Direction –
Beginning with the line that holds "Where can you find the round", set down each line of the data below through the very last, exactly as given, and nothing beyond that.

-- BEGIN Dataset entries --

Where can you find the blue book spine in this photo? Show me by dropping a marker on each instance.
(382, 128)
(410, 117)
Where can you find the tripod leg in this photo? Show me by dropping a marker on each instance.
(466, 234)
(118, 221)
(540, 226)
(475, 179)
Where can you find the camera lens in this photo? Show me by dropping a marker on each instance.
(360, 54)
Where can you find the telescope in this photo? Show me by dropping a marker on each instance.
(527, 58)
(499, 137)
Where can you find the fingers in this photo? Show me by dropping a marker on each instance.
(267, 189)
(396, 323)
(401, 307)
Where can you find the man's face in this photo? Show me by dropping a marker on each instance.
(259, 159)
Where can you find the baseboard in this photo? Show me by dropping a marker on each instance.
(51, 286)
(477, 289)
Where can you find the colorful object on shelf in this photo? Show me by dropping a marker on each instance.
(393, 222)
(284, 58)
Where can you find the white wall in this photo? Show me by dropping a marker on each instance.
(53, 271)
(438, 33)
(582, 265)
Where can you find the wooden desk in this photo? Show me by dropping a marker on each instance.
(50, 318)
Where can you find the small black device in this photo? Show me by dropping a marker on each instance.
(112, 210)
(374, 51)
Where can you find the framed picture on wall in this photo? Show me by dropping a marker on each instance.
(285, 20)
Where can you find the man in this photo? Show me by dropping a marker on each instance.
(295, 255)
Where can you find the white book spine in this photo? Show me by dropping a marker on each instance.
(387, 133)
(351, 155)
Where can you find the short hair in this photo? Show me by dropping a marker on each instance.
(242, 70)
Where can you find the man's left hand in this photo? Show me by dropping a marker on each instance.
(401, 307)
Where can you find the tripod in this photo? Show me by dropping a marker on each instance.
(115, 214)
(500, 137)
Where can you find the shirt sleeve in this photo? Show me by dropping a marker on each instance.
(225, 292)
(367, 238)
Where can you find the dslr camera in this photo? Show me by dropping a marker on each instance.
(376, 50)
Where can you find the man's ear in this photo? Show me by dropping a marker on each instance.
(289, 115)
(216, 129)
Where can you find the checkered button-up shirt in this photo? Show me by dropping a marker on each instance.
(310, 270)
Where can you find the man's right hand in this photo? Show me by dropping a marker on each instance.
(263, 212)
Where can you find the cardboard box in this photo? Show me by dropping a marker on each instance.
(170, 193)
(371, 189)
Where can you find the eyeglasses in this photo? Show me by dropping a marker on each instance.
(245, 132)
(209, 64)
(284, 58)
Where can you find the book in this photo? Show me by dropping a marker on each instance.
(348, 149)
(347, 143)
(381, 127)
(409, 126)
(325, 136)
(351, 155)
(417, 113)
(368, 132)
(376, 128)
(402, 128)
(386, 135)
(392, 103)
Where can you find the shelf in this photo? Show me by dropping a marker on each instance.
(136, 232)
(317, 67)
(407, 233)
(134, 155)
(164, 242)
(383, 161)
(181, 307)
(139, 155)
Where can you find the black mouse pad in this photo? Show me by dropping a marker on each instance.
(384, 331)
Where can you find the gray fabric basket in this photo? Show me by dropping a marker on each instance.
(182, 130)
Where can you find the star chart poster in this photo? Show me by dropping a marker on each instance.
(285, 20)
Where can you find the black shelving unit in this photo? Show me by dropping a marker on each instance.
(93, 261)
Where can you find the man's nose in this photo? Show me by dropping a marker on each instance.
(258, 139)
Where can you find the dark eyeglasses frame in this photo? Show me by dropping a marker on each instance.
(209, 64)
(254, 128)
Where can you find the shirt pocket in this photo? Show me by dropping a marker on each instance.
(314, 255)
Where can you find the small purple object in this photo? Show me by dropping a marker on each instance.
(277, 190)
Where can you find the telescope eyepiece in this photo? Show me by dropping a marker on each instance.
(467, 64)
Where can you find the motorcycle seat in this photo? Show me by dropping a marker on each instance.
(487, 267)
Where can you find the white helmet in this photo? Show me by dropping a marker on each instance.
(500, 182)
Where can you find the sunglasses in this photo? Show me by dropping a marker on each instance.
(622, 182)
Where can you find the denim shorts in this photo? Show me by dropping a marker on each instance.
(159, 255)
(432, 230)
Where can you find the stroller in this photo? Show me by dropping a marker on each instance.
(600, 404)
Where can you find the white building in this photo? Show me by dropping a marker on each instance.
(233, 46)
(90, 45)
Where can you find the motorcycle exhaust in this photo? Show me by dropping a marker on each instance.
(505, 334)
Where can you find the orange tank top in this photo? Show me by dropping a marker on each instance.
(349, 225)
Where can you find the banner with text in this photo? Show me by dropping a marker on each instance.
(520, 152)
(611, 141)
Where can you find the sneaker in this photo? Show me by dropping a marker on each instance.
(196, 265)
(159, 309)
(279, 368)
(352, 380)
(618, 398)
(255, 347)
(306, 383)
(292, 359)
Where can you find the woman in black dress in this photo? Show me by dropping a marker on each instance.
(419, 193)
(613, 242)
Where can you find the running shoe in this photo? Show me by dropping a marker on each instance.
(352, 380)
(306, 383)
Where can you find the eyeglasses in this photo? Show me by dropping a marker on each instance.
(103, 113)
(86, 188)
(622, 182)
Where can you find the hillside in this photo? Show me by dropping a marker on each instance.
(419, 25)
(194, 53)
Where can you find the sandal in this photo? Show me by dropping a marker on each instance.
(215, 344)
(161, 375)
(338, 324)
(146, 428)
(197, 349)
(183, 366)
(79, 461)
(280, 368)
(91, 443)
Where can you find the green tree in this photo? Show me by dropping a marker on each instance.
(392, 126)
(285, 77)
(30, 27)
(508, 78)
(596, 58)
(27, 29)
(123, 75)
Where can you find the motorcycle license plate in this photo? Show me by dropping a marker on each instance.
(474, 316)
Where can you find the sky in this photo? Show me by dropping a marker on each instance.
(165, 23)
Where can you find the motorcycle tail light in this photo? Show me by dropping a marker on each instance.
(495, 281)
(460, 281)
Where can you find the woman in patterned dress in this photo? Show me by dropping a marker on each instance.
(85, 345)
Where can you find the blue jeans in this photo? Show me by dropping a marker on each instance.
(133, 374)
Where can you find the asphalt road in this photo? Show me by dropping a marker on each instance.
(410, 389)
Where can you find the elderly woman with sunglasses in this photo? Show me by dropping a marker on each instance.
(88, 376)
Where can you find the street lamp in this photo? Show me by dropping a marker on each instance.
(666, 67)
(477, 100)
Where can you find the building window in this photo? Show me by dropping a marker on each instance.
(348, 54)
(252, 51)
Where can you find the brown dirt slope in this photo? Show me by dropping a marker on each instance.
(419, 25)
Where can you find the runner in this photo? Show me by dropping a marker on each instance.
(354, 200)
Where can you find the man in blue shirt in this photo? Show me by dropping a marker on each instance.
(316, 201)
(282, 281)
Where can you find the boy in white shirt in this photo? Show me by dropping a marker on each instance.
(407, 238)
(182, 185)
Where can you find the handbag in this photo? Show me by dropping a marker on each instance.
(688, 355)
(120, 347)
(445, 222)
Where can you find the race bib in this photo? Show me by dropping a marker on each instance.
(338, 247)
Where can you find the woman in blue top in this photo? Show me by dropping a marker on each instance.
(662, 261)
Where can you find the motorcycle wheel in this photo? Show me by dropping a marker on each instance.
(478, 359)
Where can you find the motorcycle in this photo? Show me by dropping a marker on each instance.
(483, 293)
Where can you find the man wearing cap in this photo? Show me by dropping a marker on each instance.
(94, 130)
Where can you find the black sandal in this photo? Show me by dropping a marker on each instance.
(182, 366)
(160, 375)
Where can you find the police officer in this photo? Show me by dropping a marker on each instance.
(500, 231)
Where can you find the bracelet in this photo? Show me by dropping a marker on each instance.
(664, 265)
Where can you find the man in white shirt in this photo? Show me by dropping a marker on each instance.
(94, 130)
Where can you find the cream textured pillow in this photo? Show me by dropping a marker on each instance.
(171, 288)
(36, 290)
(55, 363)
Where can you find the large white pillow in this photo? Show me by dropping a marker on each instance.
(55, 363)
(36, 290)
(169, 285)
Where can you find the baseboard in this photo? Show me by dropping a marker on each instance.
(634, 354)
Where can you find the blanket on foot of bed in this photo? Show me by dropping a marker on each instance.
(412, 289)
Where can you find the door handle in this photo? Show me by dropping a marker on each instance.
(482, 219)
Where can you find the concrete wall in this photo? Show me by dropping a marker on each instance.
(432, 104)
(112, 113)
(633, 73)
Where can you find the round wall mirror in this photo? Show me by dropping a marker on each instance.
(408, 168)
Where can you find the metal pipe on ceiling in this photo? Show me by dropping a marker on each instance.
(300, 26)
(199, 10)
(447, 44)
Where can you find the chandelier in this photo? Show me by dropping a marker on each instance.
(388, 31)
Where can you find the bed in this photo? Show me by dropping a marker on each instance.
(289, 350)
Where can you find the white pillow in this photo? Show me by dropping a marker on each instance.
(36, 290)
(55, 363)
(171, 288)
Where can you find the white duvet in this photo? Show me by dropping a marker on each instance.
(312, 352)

-- END Dataset entries --

Task output –
Where can you find the round wall mirror in this photo? Show me by dropping a marker on each instance.
(408, 168)
Where can you find the metal pipe on ceiling in this photo? Show me by dropping a marker on each instance.
(300, 26)
(199, 10)
(447, 44)
Where can you find the chandelier in this photo? Show me by dropping a marker on each instance.
(388, 31)
Where can you find the bed in this photo? Show me by dropping a marker on each instance.
(289, 350)
Where can you find the white pillow in this photo? Show me by dropping a marker on each instance.
(36, 290)
(55, 363)
(171, 288)
Where can you find the white duvet in this photo? Show me by dropping a marker on each instance.
(312, 352)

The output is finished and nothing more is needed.